> _INPUT RECORDS_:

######

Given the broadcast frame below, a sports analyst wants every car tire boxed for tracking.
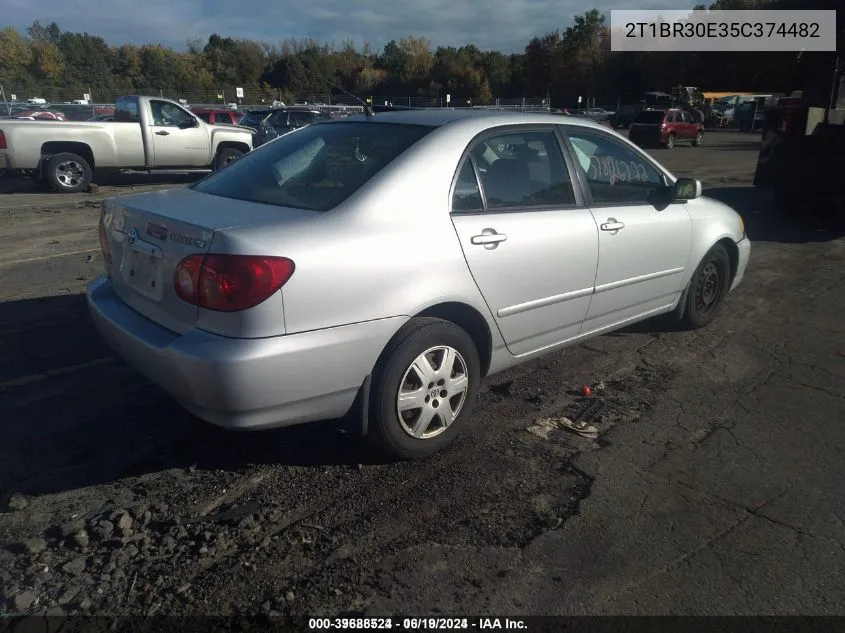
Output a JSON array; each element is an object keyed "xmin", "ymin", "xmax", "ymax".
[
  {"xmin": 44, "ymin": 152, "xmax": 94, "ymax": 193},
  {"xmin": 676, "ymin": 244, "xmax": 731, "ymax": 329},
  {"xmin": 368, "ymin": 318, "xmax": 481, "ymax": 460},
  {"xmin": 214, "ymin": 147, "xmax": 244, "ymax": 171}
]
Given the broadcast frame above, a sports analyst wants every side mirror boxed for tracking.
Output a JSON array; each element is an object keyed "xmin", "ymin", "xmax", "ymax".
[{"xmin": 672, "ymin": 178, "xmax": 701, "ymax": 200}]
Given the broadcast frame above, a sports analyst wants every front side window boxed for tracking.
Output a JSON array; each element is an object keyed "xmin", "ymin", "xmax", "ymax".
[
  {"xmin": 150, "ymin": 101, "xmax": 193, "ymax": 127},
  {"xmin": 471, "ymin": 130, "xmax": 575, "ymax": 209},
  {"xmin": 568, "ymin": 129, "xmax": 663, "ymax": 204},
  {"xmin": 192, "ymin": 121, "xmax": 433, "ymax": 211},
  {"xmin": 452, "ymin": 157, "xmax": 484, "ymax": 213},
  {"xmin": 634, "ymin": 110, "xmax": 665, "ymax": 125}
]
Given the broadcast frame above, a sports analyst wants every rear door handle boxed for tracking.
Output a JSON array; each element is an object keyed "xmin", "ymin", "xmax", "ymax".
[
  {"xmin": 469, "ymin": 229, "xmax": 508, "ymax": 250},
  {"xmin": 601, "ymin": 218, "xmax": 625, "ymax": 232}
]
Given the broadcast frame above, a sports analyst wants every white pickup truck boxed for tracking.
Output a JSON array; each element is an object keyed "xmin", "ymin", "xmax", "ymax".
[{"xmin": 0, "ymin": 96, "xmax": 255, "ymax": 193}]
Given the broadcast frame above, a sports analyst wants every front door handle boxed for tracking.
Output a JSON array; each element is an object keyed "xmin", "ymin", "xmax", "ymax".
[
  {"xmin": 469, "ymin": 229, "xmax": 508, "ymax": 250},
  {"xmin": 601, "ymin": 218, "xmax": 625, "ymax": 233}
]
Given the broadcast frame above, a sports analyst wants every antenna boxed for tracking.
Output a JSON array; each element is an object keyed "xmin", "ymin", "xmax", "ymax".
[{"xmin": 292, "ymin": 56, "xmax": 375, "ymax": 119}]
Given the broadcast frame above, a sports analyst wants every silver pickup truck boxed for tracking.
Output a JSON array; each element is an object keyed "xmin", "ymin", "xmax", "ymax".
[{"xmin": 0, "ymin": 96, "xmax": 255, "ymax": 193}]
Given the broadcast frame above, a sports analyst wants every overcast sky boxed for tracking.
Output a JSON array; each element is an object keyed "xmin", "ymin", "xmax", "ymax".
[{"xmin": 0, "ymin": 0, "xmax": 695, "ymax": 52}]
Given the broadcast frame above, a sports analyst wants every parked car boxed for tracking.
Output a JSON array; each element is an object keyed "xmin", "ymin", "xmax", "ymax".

######

> _PROBLEM DESCRIPTION_: Rewrite the rows above as a numbered list, skipping blank lines and leaving out the picture.

> _FINISHED TASK_:
1. Given the broadcast frame below, a sports analyst wants every car tire boxed for tracking.
2. Output a JSON array; each element is an object keyed "xmin", "ymin", "xmax", "ymax".
3. [
4.   {"xmin": 44, "ymin": 152, "xmax": 94, "ymax": 193},
5.   {"xmin": 676, "ymin": 244, "xmax": 731, "ymax": 329},
6.   {"xmin": 368, "ymin": 318, "xmax": 481, "ymax": 460},
7.   {"xmin": 214, "ymin": 147, "xmax": 244, "ymax": 171}
8. ]
9. Given the broadcast frame above, a sports analyst wants every side mirror boxed for tracking.
10. Output a JSON array; each element is an object keyed "xmin", "ymin", "xmax", "ymax".
11. [{"xmin": 672, "ymin": 178, "xmax": 701, "ymax": 200}]
12. Given the broadcast frame above, a sports analyst wants every front side window boxed for tracking.
13. Output a JSON array; each element is an object keyed "xmin", "ymin", "xmax", "ymax".
14. [
15.   {"xmin": 150, "ymin": 101, "xmax": 193, "ymax": 127},
16.   {"xmin": 471, "ymin": 130, "xmax": 575, "ymax": 209},
17.   {"xmin": 568, "ymin": 129, "xmax": 663, "ymax": 204},
18.   {"xmin": 192, "ymin": 121, "xmax": 433, "ymax": 211},
19.   {"xmin": 452, "ymin": 157, "xmax": 484, "ymax": 213},
20.   {"xmin": 634, "ymin": 110, "xmax": 665, "ymax": 125}
21. ]
22. Given the broadcast frame above, a sports analyst wants every rear door handle boxed for tracking.
23. Output a JSON array; each element is an object keyed "xmin", "ymin", "xmax", "ymax".
24. [
25.   {"xmin": 469, "ymin": 229, "xmax": 508, "ymax": 250},
26.   {"xmin": 601, "ymin": 218, "xmax": 625, "ymax": 232}
27. ]
28. Given the broadcast frame above, a sports analyst wants every white pickup truck boxed for tracking.
29. Output a JSON array; each element is an object keyed "xmin", "ymin", "xmax", "ymax".
30. [{"xmin": 0, "ymin": 96, "xmax": 255, "ymax": 193}]
31. Given the broadcast frame above, a sports analyst wants every front door handle boxed for tracking.
32. Output a JSON array; each element is an object keyed "xmin", "ymin", "xmax", "ymax".
33. [
34.   {"xmin": 469, "ymin": 229, "xmax": 508, "ymax": 250},
35.   {"xmin": 601, "ymin": 218, "xmax": 625, "ymax": 233}
36. ]
37. Given the broadcast frame above, a sports analyst wants every antenna boxed for tracking.
38. Output a JSON array; each element is an object keyed "xmin", "ymin", "xmax", "ymax".
39. [{"xmin": 292, "ymin": 56, "xmax": 375, "ymax": 119}]
40. Given the broadcast frame above, a sports analyst wants every silver pickup truck boxed for tracking.
41. Output a JSON array; each element is an object keyed "xmin", "ymin", "xmax", "ymax".
42. [{"xmin": 0, "ymin": 96, "xmax": 255, "ymax": 193}]
43. Given the broadcast frame above, a sports analyst wants every overcast sky boxed for tracking.
44. Output a JSON array; each element is an object keyed "xmin", "ymin", "xmax", "ymax".
45. [{"xmin": 0, "ymin": 0, "xmax": 695, "ymax": 52}]
46. Given the broadcast frame above, a sports analyst wants every parked car boxed for tracking.
47. Output a JSON array; each element is an object keyed "xmin", "ymin", "xmax", "ymax".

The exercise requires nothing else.